§ Goal
Pull out each line of the records that contains the word "hand" and copy it.

* START Data rows *

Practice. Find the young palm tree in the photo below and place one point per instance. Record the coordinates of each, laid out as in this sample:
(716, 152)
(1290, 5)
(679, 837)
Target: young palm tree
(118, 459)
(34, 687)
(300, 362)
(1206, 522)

* END Data rows *
* START Data rows *

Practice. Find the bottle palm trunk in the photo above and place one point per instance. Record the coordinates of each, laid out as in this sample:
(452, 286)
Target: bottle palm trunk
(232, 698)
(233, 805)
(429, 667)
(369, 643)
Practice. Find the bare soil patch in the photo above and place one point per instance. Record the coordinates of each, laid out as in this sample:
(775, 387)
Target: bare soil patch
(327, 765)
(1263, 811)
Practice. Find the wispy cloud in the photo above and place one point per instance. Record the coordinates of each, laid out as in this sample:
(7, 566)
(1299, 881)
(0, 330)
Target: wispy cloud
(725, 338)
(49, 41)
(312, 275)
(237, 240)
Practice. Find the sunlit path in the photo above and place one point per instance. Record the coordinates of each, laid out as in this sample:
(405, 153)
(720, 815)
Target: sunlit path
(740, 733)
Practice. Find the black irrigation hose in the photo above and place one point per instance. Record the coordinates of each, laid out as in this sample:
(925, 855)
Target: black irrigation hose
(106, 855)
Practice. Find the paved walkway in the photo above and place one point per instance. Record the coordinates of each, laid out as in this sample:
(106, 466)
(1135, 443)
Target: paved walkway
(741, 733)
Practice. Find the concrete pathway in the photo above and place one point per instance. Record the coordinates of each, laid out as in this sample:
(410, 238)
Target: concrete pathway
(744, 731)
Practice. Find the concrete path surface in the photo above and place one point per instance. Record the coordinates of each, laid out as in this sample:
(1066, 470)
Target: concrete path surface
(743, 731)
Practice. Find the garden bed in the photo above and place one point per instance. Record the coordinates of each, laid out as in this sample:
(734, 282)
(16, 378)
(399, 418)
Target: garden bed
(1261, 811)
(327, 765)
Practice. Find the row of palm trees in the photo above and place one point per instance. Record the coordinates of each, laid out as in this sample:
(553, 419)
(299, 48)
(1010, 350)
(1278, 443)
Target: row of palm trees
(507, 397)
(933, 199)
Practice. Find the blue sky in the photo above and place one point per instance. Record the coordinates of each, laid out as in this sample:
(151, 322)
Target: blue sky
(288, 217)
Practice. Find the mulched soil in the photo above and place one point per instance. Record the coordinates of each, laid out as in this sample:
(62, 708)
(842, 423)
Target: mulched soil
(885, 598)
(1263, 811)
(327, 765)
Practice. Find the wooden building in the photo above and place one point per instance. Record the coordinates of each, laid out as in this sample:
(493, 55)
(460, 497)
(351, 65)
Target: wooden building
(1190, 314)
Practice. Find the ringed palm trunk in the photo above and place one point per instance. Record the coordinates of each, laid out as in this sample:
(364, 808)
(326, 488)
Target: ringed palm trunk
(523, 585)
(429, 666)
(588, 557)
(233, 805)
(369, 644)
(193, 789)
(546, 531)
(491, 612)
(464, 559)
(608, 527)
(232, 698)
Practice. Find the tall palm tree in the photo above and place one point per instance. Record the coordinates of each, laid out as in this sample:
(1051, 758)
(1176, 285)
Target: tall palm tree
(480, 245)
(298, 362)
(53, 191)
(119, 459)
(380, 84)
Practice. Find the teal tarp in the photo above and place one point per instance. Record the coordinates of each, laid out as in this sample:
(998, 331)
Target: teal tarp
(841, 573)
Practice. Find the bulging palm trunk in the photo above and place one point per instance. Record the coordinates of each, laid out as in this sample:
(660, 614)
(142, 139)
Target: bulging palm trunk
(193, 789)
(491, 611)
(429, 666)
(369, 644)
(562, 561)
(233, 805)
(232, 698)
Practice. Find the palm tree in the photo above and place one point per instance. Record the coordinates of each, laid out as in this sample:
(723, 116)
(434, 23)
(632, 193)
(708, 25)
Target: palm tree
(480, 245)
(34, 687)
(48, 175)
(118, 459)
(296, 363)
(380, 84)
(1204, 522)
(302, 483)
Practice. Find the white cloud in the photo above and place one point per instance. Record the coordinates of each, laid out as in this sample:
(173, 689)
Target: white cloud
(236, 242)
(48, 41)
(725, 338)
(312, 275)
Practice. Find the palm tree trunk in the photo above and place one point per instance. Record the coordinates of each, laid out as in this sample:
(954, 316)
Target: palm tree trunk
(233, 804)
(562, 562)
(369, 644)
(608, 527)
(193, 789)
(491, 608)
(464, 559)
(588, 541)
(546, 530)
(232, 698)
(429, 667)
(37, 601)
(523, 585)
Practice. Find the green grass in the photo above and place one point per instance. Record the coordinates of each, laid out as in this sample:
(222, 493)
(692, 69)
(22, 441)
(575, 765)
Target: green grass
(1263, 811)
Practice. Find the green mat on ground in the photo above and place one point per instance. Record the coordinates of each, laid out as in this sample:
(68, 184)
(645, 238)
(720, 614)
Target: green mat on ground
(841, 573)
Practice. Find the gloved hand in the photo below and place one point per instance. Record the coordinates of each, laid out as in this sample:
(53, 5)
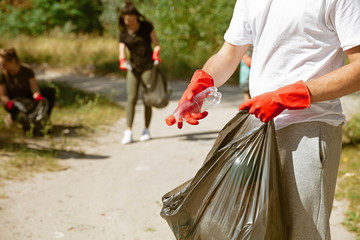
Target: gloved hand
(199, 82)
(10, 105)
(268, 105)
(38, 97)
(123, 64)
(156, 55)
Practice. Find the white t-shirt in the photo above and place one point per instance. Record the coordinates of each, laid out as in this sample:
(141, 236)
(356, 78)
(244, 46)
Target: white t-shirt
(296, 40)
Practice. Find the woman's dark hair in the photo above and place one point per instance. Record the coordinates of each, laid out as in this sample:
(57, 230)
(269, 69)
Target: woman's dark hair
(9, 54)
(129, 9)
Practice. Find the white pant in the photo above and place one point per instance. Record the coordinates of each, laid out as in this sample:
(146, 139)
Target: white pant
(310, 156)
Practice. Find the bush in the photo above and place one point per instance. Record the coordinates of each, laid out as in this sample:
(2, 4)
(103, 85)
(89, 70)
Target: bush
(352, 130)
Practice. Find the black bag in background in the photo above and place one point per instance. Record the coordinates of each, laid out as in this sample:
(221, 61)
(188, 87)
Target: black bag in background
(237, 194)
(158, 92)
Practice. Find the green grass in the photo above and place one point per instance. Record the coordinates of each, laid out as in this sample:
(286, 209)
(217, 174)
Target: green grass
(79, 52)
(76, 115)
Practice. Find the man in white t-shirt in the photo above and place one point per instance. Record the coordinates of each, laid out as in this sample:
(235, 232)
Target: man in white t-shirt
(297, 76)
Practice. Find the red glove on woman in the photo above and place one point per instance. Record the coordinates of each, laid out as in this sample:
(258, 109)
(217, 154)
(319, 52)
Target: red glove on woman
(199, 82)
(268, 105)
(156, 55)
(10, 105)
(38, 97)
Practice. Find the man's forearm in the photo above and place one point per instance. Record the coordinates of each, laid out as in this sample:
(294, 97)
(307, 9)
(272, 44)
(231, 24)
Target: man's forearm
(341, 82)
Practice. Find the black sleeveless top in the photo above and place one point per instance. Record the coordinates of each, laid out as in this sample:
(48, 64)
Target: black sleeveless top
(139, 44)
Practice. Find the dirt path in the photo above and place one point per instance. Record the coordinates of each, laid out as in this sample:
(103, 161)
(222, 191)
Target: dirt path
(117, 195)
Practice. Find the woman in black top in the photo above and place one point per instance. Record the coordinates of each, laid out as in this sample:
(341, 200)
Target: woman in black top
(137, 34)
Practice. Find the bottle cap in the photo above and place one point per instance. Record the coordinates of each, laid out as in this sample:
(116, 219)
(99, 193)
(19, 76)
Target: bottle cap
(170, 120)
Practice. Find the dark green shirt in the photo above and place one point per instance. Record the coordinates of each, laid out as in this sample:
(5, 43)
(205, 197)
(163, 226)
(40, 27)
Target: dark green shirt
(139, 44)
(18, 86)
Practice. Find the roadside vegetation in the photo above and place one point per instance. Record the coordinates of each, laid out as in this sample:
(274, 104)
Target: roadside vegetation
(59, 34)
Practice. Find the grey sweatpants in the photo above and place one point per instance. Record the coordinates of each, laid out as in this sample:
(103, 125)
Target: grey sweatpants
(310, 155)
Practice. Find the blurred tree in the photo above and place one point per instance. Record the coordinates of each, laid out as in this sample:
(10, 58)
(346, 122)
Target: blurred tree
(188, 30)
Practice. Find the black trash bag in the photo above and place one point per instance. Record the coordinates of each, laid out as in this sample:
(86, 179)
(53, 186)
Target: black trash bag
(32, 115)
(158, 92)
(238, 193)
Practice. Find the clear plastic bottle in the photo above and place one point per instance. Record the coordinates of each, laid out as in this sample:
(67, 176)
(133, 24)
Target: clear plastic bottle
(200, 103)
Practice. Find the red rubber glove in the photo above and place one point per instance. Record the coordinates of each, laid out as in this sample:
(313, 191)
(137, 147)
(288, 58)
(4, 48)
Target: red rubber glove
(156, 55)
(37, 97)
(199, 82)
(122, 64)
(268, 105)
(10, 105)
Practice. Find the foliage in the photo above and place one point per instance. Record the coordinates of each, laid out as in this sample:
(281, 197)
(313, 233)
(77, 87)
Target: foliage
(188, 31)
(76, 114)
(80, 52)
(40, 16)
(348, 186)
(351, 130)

* END Data rows *
* START Data rows *

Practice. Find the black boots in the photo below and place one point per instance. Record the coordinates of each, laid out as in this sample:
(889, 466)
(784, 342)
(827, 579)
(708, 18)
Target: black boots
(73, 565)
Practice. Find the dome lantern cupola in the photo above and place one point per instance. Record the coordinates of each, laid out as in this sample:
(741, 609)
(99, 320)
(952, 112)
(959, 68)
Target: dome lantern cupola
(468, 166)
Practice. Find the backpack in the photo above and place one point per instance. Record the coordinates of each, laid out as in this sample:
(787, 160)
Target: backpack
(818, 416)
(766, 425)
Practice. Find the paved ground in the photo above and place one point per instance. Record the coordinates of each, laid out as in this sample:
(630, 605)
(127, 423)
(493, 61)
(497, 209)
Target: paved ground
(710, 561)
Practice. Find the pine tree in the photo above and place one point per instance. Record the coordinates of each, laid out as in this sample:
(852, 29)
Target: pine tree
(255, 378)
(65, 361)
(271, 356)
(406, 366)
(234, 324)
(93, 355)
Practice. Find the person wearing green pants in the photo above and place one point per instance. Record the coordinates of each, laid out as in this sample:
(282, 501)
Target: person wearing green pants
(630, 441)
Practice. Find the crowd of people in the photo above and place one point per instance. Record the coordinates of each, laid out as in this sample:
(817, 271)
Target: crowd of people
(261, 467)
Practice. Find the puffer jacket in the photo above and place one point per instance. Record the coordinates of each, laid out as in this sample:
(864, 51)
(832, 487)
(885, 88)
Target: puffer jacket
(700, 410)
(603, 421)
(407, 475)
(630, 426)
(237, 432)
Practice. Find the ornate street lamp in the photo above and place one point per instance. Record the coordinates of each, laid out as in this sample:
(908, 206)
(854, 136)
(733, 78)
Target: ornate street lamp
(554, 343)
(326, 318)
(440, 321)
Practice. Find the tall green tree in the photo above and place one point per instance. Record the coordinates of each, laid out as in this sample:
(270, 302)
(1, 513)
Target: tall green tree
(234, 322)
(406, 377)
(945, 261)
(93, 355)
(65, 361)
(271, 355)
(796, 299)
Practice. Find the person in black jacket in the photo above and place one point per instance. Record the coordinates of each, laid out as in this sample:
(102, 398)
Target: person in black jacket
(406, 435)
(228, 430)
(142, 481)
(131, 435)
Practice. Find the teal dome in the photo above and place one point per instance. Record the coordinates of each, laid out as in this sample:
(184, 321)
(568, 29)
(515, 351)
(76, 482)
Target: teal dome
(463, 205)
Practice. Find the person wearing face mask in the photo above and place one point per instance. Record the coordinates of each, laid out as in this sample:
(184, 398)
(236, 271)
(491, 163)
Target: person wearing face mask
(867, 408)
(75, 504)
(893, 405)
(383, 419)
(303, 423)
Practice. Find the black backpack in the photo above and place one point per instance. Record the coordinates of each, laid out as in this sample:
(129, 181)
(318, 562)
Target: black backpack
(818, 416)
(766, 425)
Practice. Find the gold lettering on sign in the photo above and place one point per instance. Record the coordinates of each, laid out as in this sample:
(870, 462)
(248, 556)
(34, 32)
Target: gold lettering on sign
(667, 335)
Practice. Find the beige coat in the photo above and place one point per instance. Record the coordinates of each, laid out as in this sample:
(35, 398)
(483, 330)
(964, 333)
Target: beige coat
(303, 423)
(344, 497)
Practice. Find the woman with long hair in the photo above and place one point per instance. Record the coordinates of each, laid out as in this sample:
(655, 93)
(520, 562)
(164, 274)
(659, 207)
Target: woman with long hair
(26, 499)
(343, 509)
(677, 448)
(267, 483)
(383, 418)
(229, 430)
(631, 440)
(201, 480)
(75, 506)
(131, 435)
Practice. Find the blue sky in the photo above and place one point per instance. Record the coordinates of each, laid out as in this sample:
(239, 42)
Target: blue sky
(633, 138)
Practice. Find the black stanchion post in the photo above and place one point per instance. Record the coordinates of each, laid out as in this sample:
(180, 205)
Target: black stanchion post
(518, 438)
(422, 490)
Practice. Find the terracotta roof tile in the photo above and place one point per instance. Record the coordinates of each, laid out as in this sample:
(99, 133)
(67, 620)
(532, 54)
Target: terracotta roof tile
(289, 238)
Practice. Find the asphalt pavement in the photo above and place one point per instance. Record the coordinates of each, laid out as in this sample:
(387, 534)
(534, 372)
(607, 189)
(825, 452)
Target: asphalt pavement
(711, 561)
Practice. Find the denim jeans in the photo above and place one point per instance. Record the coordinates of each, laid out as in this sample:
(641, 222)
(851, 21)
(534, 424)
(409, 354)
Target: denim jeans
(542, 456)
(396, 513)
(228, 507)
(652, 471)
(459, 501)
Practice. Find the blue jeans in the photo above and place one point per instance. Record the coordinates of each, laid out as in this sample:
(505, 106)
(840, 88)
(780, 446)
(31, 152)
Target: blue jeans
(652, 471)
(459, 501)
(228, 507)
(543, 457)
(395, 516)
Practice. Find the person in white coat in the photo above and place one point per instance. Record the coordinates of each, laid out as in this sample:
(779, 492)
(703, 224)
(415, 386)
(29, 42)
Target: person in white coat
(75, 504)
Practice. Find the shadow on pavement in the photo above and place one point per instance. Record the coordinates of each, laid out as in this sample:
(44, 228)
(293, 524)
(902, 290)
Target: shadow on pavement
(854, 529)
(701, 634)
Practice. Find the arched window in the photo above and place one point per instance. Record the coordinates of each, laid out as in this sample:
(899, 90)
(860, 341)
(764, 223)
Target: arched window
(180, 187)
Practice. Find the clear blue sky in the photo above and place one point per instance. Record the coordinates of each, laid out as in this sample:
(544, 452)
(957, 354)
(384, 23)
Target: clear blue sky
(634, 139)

* END Data rows *

§ Response below
Practice. Find the gloved hand in the photo below and place one point per instance. Record the coordinates of each, laid out as in this sample:
Target: gloved hand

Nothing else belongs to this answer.